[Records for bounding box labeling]
<<<<

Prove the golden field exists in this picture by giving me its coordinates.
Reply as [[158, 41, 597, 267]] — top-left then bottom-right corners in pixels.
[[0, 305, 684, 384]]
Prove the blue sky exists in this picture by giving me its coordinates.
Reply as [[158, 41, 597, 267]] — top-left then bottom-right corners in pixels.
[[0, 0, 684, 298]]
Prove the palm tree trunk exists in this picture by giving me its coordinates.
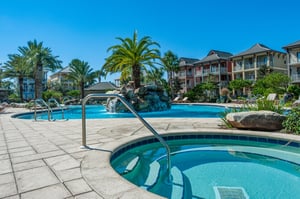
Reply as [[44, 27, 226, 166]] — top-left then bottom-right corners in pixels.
[[19, 77, 24, 102], [131, 65, 141, 89], [34, 62, 43, 99], [80, 82, 84, 99]]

>>>>

Give every line of the records above as a numbered list, leaving out blank lines. Omit the pictures from your answer.

1. Prove the golden field exists in this picture by giving me its coordinates.
2. Reply as [[158, 41, 597, 267]] — top-left then bottom-right corners in pixels.
3. [[0, 305, 684, 384]]
4. Prove the blue sky exists in this picture by giving me its coordinates.
5. Reply as [[158, 41, 597, 267]] — top-left then bottom-right corners in pixels.
6. [[0, 0, 684, 298]]
7. Prove the palm tree trunk exists in this picture by giving me its coordinates.
8. Reply as [[44, 27, 226, 166]] — top-left then bottom-right corners in pixels.
9. [[19, 77, 24, 102], [131, 65, 141, 89], [34, 62, 43, 99], [80, 82, 84, 99]]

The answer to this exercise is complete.